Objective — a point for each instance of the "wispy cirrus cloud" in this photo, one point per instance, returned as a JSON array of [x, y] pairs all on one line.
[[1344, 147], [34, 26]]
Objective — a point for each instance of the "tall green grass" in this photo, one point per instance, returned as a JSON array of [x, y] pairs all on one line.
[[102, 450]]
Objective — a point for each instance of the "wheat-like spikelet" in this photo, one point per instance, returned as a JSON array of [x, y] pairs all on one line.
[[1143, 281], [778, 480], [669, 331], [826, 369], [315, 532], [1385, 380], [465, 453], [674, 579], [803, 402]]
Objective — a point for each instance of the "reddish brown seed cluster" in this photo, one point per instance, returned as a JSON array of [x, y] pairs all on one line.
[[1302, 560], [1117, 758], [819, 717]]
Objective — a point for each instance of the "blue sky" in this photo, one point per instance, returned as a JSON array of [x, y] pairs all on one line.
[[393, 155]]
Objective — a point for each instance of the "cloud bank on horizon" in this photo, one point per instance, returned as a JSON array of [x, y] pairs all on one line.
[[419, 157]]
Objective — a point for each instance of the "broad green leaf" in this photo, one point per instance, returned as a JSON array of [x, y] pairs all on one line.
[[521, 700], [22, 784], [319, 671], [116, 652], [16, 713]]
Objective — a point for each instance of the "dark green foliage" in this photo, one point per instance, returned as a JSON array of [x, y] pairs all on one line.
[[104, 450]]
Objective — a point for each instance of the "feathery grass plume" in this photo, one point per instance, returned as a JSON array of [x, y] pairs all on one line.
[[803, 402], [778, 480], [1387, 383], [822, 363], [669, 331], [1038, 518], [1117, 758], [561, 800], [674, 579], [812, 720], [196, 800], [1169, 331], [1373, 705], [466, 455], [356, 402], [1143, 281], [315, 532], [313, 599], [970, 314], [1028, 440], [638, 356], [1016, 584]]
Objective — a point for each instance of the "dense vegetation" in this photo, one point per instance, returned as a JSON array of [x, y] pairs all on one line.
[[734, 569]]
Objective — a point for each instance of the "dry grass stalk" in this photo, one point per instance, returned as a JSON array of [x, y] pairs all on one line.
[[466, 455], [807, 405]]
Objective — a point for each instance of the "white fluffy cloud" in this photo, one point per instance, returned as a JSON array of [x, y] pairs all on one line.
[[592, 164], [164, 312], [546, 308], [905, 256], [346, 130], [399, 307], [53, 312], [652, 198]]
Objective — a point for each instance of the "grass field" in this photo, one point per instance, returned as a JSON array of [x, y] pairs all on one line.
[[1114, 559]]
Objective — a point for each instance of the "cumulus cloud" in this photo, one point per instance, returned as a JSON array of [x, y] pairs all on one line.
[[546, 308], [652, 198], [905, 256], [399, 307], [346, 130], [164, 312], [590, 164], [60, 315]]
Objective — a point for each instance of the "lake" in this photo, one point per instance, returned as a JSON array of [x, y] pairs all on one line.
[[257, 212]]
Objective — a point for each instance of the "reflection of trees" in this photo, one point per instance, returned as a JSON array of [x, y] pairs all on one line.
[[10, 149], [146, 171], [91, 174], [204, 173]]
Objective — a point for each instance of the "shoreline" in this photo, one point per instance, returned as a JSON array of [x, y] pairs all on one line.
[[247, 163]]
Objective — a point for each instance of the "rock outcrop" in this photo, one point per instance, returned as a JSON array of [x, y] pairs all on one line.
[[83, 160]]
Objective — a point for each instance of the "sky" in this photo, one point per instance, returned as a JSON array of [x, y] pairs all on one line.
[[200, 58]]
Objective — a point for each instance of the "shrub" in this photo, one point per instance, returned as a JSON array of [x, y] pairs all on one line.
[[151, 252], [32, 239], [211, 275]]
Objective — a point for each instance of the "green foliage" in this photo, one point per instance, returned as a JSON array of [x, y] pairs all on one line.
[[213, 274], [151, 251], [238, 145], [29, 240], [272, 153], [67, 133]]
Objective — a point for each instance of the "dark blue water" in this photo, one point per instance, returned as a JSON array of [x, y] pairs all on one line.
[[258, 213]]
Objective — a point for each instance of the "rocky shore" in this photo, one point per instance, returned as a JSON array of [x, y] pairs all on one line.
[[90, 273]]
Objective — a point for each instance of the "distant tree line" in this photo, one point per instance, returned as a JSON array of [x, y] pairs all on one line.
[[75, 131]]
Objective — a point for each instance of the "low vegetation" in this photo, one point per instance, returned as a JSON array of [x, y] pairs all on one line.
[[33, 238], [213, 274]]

※

What the task requires ▸ Rewrite the records from their start through the line containing "[[1344, 147], [34, 26]]", both ends included. Keep the requests unchanged, multiply every coordinate in the answers by 0.2 and round to whole numbers with halves going up, and give only those lines.

Complete output ▸
Objective — a point for each instance of the "wispy cirrus cloud" in this photo, one point per instance, returned as a JSON array of [x, y] pairs all on one line.
[[269, 29], [7, 5]]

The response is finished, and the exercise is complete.